> _WORK TO DO_:
Rewrite everything in the records from the line containing "the wooden lintel." down to the line containing "x=344 y=332", changing "wooden lintel" to "timber lintel" and leaving everything else as it is.

> _RECORDS FOR THE TASK_:
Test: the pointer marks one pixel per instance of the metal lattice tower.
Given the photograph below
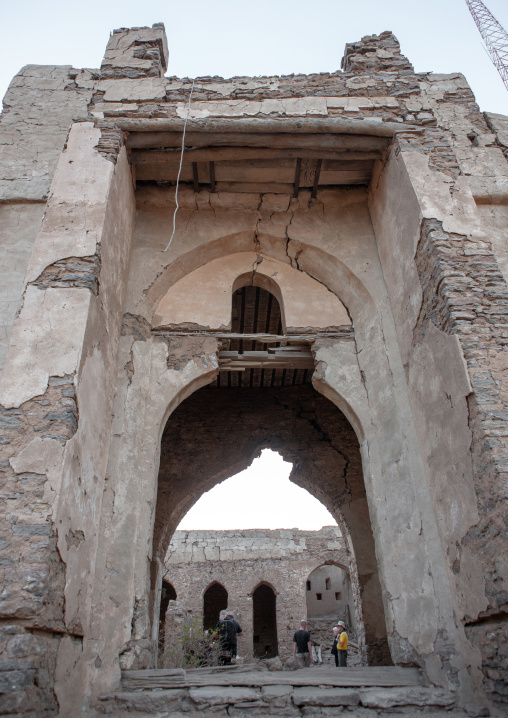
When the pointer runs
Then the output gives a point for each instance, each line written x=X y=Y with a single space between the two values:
x=494 y=34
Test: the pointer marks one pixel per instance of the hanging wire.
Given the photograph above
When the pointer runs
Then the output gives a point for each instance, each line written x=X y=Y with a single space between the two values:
x=180 y=169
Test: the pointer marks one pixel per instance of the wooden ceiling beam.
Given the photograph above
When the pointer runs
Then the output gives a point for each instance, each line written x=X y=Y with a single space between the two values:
x=302 y=125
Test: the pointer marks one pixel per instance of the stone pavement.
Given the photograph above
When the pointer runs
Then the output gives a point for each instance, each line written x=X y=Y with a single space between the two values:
x=365 y=692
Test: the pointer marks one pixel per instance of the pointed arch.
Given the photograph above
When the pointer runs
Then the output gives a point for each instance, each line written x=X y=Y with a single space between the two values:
x=215 y=600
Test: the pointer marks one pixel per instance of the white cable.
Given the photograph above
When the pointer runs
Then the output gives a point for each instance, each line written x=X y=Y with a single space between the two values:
x=180 y=168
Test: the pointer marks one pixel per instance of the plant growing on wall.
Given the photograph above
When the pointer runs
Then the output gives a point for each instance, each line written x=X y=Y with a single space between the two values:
x=193 y=647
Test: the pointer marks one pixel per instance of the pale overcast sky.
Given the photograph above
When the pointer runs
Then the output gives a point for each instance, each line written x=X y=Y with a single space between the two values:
x=230 y=37
x=260 y=497
x=266 y=37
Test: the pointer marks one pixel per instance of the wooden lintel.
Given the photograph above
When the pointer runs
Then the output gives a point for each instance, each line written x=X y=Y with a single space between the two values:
x=316 y=179
x=171 y=155
x=306 y=125
x=212 y=176
x=313 y=141
x=344 y=332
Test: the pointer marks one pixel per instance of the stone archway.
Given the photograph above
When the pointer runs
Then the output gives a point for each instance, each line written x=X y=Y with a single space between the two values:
x=363 y=377
x=264 y=623
x=215 y=600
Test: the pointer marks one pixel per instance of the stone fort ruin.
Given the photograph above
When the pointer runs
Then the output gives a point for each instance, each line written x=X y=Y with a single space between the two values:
x=335 y=290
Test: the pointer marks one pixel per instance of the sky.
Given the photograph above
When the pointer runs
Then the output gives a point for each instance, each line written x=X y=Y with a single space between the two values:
x=231 y=37
x=266 y=37
x=263 y=497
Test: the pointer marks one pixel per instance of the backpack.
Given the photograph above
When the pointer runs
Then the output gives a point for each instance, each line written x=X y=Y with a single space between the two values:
x=227 y=631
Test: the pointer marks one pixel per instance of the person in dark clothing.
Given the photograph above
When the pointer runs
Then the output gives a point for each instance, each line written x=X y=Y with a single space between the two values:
x=228 y=630
x=334 y=651
x=342 y=641
x=301 y=644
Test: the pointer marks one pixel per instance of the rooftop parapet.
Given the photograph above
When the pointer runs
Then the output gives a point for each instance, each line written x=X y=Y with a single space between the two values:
x=375 y=53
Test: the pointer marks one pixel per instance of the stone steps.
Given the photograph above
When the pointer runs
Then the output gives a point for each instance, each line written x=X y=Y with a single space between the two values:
x=367 y=692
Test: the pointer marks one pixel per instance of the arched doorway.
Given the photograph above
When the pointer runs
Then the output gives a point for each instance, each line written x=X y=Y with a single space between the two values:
x=330 y=598
x=217 y=432
x=168 y=594
x=215 y=599
x=265 y=643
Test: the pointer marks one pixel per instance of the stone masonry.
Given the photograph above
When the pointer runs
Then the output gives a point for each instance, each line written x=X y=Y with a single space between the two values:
x=370 y=206
x=242 y=560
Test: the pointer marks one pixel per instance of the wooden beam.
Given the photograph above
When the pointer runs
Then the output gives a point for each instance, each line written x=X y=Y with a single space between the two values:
x=298 y=169
x=343 y=332
x=306 y=125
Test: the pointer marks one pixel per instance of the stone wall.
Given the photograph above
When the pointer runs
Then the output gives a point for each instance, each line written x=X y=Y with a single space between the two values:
x=417 y=260
x=242 y=560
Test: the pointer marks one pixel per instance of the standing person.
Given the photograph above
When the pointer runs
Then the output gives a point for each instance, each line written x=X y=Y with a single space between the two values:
x=342 y=644
x=301 y=644
x=336 y=631
x=228 y=630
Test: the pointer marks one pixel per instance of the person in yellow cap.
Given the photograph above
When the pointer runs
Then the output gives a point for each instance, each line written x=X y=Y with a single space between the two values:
x=342 y=644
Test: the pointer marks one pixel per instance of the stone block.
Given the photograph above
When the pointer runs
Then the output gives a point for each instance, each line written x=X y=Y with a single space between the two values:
x=402 y=696
x=150 y=701
x=325 y=697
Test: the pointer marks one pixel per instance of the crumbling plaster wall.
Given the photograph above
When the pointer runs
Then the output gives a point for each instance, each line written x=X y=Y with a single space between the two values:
x=378 y=82
x=56 y=394
x=242 y=560
x=450 y=314
x=332 y=239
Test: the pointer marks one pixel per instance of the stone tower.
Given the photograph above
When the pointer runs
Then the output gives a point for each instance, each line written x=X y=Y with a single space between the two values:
x=335 y=290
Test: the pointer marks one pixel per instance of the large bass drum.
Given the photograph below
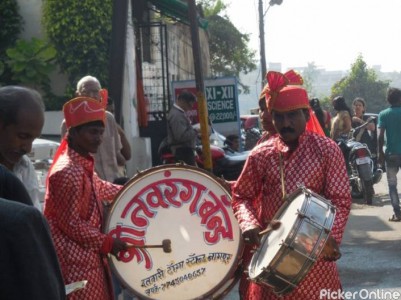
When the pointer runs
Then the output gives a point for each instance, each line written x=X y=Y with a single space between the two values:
x=189 y=207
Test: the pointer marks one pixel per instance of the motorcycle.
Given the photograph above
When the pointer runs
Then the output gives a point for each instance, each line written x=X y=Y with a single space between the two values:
x=223 y=165
x=360 y=166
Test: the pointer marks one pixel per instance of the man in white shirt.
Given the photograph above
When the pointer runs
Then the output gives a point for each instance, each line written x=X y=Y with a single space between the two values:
x=108 y=157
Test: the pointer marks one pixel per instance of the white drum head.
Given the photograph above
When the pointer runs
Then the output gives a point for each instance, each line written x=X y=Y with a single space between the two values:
x=272 y=243
x=187 y=206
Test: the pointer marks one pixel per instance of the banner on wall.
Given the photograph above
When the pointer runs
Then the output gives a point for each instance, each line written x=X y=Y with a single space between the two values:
x=222 y=102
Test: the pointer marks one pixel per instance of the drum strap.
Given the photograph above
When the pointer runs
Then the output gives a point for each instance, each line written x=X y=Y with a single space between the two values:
x=282 y=176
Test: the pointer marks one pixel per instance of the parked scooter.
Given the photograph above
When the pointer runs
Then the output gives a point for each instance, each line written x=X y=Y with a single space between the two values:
x=360 y=166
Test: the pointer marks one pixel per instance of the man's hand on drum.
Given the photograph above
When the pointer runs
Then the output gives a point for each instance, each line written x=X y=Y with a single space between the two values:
x=331 y=251
x=118 y=245
x=252 y=236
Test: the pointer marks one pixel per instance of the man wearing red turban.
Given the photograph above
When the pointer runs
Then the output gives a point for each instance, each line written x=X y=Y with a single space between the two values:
x=73 y=202
x=276 y=167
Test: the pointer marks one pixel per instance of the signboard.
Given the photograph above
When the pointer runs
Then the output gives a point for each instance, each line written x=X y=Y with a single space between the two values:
x=222 y=102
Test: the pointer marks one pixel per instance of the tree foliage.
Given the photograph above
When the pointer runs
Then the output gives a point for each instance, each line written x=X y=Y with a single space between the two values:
x=362 y=82
x=81 y=33
x=11 y=26
x=229 y=52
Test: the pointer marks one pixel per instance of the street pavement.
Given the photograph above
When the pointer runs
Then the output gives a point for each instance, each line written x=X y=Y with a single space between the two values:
x=370 y=266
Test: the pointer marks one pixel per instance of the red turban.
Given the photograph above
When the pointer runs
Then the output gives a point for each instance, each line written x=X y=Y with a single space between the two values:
x=82 y=110
x=284 y=93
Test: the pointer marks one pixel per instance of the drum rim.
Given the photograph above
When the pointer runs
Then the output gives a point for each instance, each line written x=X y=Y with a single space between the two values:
x=279 y=253
x=234 y=270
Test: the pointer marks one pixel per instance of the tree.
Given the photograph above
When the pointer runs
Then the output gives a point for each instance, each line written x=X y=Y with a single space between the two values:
x=11 y=26
x=80 y=31
x=229 y=52
x=362 y=82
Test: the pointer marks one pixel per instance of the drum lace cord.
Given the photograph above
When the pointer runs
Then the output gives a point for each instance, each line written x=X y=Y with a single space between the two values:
x=282 y=176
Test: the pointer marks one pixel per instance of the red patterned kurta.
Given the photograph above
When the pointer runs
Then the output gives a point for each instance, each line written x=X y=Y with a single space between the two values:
x=318 y=164
x=74 y=212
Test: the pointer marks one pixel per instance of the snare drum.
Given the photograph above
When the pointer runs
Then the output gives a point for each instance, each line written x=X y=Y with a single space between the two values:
x=187 y=206
x=287 y=254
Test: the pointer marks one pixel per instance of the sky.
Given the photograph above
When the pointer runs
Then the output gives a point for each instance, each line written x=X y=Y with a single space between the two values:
x=329 y=33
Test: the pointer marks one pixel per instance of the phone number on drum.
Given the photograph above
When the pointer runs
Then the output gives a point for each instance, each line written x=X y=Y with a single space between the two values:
x=176 y=281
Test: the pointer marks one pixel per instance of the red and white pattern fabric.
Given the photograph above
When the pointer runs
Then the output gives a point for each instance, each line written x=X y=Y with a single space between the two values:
x=318 y=164
x=74 y=211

> _RESPONSE_:
Test: the pointer marks one pixel per instance of the timber lintel.
Given the photograph above
When the pointer runs
Then the output gives a point for each instance, each line written x=X y=Y with a single space between the two values:
x=316 y=179
x=171 y=155
x=306 y=125
x=212 y=176
x=313 y=141
x=344 y=332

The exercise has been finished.